- **ACTIVITY**: Lines with "handle" in the entries below: count them and reply with the number alone.

Records excerpted from a collection:
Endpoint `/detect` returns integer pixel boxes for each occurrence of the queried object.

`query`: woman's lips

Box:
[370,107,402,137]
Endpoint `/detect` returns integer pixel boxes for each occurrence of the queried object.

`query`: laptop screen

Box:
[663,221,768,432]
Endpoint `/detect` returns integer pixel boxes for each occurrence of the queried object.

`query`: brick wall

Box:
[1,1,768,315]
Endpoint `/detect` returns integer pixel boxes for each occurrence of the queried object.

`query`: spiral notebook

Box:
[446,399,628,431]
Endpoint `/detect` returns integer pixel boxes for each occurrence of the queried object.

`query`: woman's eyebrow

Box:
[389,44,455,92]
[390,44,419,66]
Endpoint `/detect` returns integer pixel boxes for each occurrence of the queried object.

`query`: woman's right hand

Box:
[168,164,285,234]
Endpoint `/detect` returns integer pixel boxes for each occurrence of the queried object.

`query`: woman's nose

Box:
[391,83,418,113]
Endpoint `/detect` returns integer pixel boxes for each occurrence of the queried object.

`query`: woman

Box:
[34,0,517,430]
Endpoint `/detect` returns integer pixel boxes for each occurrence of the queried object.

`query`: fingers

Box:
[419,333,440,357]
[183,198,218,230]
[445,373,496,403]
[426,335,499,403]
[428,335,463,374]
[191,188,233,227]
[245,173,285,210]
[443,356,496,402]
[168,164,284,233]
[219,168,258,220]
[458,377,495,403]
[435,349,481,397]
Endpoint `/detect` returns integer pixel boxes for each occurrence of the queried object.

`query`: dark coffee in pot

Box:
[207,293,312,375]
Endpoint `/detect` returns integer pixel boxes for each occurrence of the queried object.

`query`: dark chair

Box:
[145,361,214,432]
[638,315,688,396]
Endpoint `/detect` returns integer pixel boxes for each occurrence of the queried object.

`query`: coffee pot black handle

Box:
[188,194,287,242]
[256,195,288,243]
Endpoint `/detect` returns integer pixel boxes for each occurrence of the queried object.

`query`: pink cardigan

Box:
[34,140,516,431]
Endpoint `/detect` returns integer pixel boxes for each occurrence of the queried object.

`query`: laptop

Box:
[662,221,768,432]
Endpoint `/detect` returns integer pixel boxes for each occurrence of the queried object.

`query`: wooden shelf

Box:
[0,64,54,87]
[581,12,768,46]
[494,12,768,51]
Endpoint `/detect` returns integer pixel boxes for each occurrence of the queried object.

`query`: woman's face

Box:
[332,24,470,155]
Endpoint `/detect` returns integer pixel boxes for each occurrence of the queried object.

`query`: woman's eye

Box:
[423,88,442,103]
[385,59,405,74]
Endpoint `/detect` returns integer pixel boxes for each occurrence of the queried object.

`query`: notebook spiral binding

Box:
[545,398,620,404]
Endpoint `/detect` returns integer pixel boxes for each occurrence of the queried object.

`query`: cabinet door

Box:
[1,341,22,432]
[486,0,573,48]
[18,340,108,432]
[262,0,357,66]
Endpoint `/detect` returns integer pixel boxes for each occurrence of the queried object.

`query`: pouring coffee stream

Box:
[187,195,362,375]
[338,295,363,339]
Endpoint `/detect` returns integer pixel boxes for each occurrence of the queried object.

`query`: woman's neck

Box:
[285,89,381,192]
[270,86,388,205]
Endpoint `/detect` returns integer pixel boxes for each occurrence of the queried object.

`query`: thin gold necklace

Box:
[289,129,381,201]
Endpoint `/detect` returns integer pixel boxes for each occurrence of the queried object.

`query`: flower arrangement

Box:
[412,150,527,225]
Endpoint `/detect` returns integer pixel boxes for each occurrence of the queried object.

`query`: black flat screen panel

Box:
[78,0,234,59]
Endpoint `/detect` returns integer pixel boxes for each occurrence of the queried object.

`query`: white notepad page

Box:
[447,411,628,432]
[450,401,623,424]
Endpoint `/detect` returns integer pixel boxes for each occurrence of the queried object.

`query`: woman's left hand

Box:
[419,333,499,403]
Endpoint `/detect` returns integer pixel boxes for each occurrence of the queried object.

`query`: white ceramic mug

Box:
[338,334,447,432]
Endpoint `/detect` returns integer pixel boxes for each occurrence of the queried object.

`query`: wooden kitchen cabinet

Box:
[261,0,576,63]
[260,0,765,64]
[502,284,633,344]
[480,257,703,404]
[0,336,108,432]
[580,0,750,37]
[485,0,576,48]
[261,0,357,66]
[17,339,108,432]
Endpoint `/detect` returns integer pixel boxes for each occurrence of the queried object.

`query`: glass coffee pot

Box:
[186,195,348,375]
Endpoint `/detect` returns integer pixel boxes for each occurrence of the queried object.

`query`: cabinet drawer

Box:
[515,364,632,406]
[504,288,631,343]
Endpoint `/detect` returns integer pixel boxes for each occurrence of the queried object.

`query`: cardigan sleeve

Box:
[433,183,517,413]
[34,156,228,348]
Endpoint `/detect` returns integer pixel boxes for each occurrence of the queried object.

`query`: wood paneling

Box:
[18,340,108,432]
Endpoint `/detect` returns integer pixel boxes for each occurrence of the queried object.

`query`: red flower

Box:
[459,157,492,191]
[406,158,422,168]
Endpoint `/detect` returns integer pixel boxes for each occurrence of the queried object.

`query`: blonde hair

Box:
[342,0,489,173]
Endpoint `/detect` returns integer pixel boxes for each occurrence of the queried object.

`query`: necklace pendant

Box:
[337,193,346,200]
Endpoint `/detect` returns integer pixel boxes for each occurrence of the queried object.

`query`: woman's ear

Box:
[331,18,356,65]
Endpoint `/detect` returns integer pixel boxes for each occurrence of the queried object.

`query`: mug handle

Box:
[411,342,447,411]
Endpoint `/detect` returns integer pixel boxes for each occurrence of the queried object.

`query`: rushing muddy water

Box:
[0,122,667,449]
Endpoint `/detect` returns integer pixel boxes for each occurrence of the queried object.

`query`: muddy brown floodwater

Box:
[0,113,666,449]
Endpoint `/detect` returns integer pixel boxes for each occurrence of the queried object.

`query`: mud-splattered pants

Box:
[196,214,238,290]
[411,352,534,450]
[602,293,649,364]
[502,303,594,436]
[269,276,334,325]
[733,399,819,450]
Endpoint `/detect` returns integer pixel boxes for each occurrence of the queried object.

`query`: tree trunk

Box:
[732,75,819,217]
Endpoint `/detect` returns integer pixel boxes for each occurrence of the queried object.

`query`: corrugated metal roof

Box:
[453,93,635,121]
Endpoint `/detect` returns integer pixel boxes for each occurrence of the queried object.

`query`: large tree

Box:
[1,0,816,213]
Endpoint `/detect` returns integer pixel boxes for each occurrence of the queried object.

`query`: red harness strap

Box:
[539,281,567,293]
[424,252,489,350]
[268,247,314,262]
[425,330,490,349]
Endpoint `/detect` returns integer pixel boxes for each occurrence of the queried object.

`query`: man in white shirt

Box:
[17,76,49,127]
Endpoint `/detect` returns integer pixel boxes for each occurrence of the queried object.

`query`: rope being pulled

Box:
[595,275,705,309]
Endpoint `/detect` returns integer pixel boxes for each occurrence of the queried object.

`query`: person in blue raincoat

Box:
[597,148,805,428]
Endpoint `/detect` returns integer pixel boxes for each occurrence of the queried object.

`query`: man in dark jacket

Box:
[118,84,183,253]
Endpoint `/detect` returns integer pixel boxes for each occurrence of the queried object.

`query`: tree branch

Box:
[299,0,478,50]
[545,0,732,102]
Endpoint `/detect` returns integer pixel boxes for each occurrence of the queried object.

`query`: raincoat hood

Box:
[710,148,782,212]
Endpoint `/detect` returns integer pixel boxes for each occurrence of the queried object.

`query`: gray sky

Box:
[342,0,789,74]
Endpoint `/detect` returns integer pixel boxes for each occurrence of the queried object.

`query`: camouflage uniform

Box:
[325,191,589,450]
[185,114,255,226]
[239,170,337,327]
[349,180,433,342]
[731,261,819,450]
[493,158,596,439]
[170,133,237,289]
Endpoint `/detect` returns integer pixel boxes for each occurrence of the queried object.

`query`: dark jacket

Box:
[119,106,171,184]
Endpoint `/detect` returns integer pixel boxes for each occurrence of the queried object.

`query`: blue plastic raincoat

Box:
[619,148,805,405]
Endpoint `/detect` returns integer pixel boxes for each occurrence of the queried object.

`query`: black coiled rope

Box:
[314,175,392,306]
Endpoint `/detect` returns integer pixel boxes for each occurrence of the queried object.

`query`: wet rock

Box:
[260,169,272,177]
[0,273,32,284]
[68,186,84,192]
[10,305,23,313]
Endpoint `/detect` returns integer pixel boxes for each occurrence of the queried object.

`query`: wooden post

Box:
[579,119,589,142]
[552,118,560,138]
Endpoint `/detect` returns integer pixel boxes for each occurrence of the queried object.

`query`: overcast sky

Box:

- **EXERCISE RESULT**: 2